== RECORDS SHOWN ==

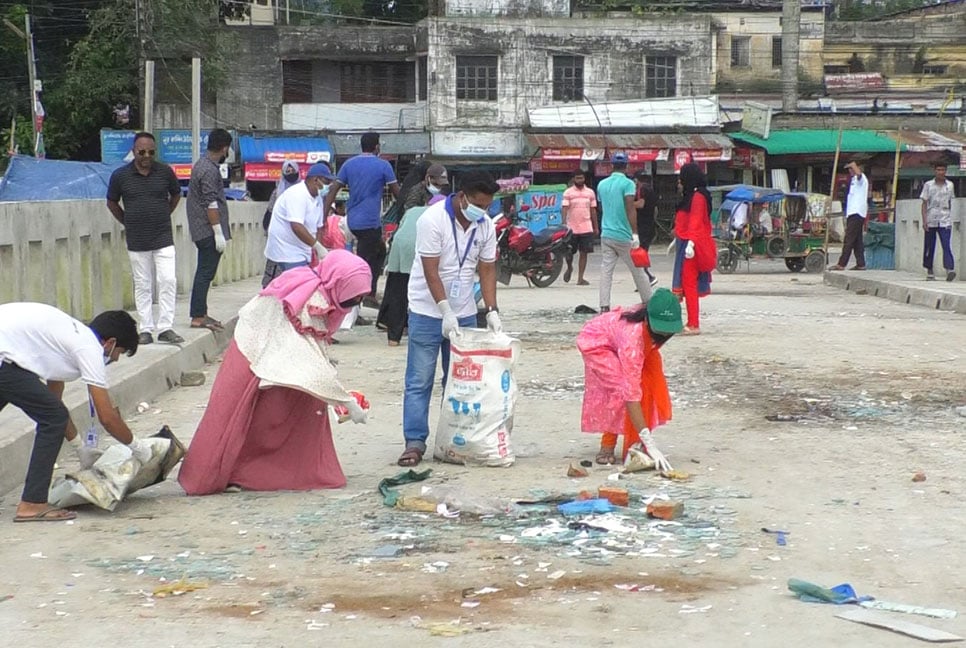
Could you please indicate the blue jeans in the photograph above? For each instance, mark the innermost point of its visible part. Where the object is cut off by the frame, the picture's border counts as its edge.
(929, 248)
(425, 343)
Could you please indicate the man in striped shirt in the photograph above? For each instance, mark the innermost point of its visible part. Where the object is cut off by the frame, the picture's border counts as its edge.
(149, 192)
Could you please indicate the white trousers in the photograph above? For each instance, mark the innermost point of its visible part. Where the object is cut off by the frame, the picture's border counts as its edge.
(145, 267)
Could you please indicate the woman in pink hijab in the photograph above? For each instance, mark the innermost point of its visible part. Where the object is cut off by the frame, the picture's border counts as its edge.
(267, 425)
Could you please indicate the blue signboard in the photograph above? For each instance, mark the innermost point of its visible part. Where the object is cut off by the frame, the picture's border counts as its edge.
(539, 206)
(174, 145)
(116, 145)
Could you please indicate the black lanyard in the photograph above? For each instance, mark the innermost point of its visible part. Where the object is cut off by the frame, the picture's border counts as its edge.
(469, 243)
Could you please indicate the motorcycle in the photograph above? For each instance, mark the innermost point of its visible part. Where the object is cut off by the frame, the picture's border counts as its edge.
(537, 257)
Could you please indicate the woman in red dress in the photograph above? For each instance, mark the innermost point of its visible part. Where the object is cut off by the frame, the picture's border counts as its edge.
(696, 251)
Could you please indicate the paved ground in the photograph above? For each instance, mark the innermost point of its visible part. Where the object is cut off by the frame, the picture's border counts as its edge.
(867, 388)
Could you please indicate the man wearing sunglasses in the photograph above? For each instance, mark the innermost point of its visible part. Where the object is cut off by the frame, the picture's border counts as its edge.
(142, 196)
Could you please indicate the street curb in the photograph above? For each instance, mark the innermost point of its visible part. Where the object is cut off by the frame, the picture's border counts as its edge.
(934, 298)
(130, 382)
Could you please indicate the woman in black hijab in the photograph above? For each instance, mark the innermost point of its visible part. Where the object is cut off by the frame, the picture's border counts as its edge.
(696, 252)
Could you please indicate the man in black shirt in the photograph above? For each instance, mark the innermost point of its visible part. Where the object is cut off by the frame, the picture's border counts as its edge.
(149, 191)
(646, 204)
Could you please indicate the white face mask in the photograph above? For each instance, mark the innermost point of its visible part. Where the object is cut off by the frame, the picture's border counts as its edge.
(474, 212)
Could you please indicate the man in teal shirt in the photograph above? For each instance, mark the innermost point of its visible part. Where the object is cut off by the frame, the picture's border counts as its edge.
(618, 230)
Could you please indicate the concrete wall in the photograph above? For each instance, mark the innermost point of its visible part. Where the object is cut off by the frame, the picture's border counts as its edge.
(72, 254)
(614, 52)
(909, 237)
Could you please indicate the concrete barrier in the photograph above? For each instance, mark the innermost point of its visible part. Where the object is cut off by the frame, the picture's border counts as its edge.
(72, 254)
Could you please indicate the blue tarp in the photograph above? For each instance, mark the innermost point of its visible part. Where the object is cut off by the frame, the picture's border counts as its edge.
(30, 178)
(277, 149)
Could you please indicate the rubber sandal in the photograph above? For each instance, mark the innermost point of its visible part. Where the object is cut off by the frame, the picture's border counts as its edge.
(605, 457)
(52, 514)
(410, 457)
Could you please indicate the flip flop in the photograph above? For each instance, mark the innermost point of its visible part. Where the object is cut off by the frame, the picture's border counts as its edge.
(410, 457)
(51, 514)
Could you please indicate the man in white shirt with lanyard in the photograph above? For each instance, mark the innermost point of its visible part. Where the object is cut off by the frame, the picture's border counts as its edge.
(856, 211)
(41, 348)
(455, 240)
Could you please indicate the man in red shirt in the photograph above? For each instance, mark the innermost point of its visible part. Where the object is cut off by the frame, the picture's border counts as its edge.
(580, 213)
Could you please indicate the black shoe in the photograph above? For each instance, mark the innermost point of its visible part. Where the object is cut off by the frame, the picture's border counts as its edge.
(170, 337)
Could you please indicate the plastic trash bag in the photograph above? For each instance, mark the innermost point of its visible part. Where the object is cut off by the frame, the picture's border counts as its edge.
(477, 414)
(117, 474)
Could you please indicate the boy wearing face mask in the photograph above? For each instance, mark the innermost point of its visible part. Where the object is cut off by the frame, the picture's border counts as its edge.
(41, 348)
(435, 183)
(290, 178)
(297, 224)
(455, 240)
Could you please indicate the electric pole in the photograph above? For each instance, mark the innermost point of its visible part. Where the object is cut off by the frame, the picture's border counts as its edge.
(791, 28)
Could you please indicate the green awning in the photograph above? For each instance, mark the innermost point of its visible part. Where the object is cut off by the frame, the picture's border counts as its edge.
(791, 142)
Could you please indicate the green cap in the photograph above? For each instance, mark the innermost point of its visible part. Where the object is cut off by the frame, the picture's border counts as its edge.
(664, 312)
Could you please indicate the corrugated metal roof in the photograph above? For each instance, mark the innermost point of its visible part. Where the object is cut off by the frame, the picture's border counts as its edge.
(707, 141)
(791, 142)
(925, 141)
(651, 114)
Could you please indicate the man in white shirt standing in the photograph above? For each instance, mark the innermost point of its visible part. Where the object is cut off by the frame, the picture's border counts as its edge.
(856, 210)
(41, 348)
(297, 223)
(937, 220)
(455, 240)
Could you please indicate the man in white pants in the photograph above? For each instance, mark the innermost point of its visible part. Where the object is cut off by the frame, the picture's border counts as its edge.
(149, 191)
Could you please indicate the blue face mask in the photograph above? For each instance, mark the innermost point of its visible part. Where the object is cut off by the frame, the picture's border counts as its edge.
(474, 212)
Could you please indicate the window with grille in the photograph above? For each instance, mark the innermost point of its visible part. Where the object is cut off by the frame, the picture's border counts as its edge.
(568, 78)
(740, 51)
(296, 81)
(476, 78)
(376, 82)
(661, 76)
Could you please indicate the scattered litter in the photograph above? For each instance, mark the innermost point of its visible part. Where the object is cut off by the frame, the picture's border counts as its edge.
(878, 620)
(691, 609)
(178, 588)
(780, 536)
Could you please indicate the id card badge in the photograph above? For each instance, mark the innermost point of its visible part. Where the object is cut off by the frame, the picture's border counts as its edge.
(90, 439)
(455, 290)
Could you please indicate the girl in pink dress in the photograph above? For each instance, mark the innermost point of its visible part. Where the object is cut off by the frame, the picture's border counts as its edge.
(625, 391)
(267, 426)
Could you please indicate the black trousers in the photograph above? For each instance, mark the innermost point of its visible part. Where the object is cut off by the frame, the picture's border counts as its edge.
(208, 258)
(25, 390)
(394, 309)
(853, 242)
(372, 250)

== TASK PROMPT ==
Pictures stay out, but every record above is to be returned exactly.

== COMPLETED TASK ==
Could you please indicate the blue jeans in the photograph above? For each instance, mark the innermost point of its visible part. Where the object is cut off by the frame, the picture's border counts as its edge.
(929, 248)
(425, 343)
Could you please indicate the man in striped shirt in the photograph above? For each instance, mark the innermost point of its visible part. Where the object is cut off by the frame, the picture's border counts as its edge.
(149, 192)
Could you please indicate the white trousers in the photograph above? For each instance, mark the innermost point of its visible part. Where the object is cut off by the frame, the picture's border counts as its edge.
(145, 267)
Could you please indicate the woman in pink hijab in the photograph above? For each instance, mark the innermost point of its visible part. Where the object is cut off by the frame, the picture's border counts as its edge.
(267, 425)
Could you please indicate the blue signboard in the photograph above? For each instance, mark the innermost point of its visible part. Where the object is cut off by the frame, the picture's border counts as its edge.
(539, 206)
(174, 145)
(116, 145)
Could you please indicate the black lanyard in the photograph above? For each instance, mark the innermost point of its visible part. Where the object is cut off by the frame, the picture's border counts as its edge.
(469, 243)
Could you please indicate the motorcycle in the photograph above? For each instance, mark the innermost point of its visible part. Where the object is cut off by the frame, the picture's border counts as its edge.
(537, 257)
Could you please indicate the woman in red dress in the photograph above? For each instance, mark the innermost point of its visible part. Where the object is cut off by the frame, the picture's border counts as its edge.
(696, 251)
Could you please indicate the paved ground in the photograph above? For each instance, mark the innermost point of its visible part. Where the object is cut off by the frame, the picture's border counts as its edge.
(867, 388)
Could you please indicate the man wearing sunglasses in the photograph above? For each instance, mark the innermost point of its visible part. Where the object is cut off by the frame, the picture's border counts as its edge.
(142, 196)
Could you please indicate the street curb in the photograph above? For each instance, mark the innermost point of its visible part. Where the object is cut off by the frame, the picture's border counts as its edge.
(934, 298)
(130, 382)
Could you please indicate the woman in black hijab in the photograph above? For each instance, mark the innermost point of its visible part. Where the object is cut off by the frame, the picture's border counts as its edge.
(696, 252)
Could you please indicate the man in black shirt in the photograph above? For each instance, mark the innermost point of its visible part. Where the object is cut off by the frame, the picture's border counts as its edge.
(149, 191)
(646, 204)
Could you please indicate the white face mask in the photograph above? For each instance, mark the innermost point of its visible part. Where the object is cut off by the frame, the picture's border counts as its edge.
(474, 212)
Could you please indicate the man in teal shirt in the photograph above? For each instance, mark the innermost point of its visible part. Where the object is cut off by the frame, the picture's border counts as its edge.
(618, 230)
Could you please indicate the concrete wall in the photograph above? For each instance, mark the innermost point of its visible part. Where the object is cut off by the frame, the picture's border counts as its edge.
(72, 254)
(614, 52)
(909, 237)
Could you please indicate the concrete barrier in the photograph above? For each instance, mark the innermost point of its visible part. Where the object is cut off by the frame, the picture's border counts as its edge.
(72, 254)
Could you please indicate the blue tarp in the photograph above? For each instance, mark the innermost point of its visible part. Where the object is cut off by the frame, the picture's border counts as its edge.
(30, 178)
(277, 149)
Could you please indicate the rubber sandal in the photograph above? For each instance, mark the innermost point of its visible part. Where the object is cut off by the frame, the picture's border counts as its edge.
(605, 457)
(52, 514)
(410, 457)
Could you please indicate the flip flop in the photograph above? For each instance, mark the innermost point of its visible part. Where the object is cut off by the frame, the picture's border counts as its edge.
(410, 457)
(51, 514)
Could you please indicate the man in white shirt with lanyard in the photograph above? For each instance, mark the innermost point of its visible part. Where the object is cut off by the frame, the picture's border counts as its edge.
(856, 211)
(41, 348)
(455, 240)
Could you please indicate the man in red shirt in the photograph above? For each instance, mark the innermost point of its visible part. Where the object is cut off by the frame, the picture's border counts as its edge.
(580, 213)
Could you please indicate the black shoe in the photograph above? For each instance, mark the innermost point of its visible part. Where the object is cut off by the frame, the picture's border counts as its edge.
(170, 337)
Could you please indicate the plastic trash bag in the photograph above? For each instance, mark the innermost point of its visible part. Where the object is cut off by the frame, the picture's border counts as its edge.
(477, 414)
(117, 474)
Could you please indicate the boy wearing face mask in the photograph above? For each instance, mark the innermost point of its visible part. Where the object is cut off by the frame, the picture's border counts as its edge.
(41, 348)
(435, 183)
(290, 178)
(297, 224)
(455, 240)
Could you please indicate the electric pole in the photograph above? For each instance, mark the innermost point of its visible part. Where the object is cut off by the frame, the picture's border counts as its edge.
(791, 28)
Could you please indicate the green awning in the photograph above? For each instance, mark the innermost point of its visible part. Where the object is cut off by the frame, the picture's border counts as its edge.
(791, 142)
Could you please indicate the green cap in the photograph above? For each instance, mark the innermost point of its visible part. Where the object is cut off by the frame, the picture's border counts as its edge.
(664, 312)
Could you please indicate the corrugated metal roof in the photograph above? For each instance, mark the innermost point of its visible part. Where the object is cut off by the frame, the picture's border counts as its edge.
(707, 141)
(791, 142)
(925, 141)
(651, 114)
Could you please indicate the man in white shirt standing in the photograph above? For each instance, mark the innermost point of its visible part. Where the object is cut off by the frame, the picture's border counts as its edge.
(856, 210)
(41, 348)
(297, 223)
(937, 220)
(455, 240)
Could you please indicate the man in white pants in the photograph above? For each instance, mark the innermost point of its visible part. Where the object is cut off by the frame, the picture's border counts as its edge.
(149, 191)
Could you please indicate the blue face mask in the photograph above? For each instance, mark the innermost point of its visible part. Where the object is cut off by the frame, the picture's border counts as its edge.
(474, 212)
Could you please indicate the window with grille in the photograph above? For each instance, mark the innermost point of its visible part. Where the object is cut off by the frame, the picture's border counts as its edge.
(568, 78)
(740, 51)
(296, 81)
(476, 78)
(376, 82)
(661, 76)
Could you please indicate the scattered litter in the photograph above? For each instance, mark the innermost point of its visible part. Where the object is cut off by the frame, the picture's border counts as its edge.
(878, 620)
(691, 609)
(178, 588)
(780, 536)
Could you please indicate the id card badge in the photograph above? For each instance, mark the innermost point of its visible part. Where the object is cut off by the frame, the picture's border counts as its edge.
(90, 439)
(455, 290)
Could you please indicate the girl in pink dress in the photograph above? For each instance, mark the innermost point of its visible part. Where the object is cut off by the frame, the picture's border counts as its edge.
(625, 391)
(267, 426)
Could you please indicate the black trousers in the photograph above? For each instance, mark the innermost point of its visible part. Where the object is cut off by the frame, the picture's border counts as its edge.
(208, 258)
(25, 390)
(394, 309)
(853, 242)
(372, 250)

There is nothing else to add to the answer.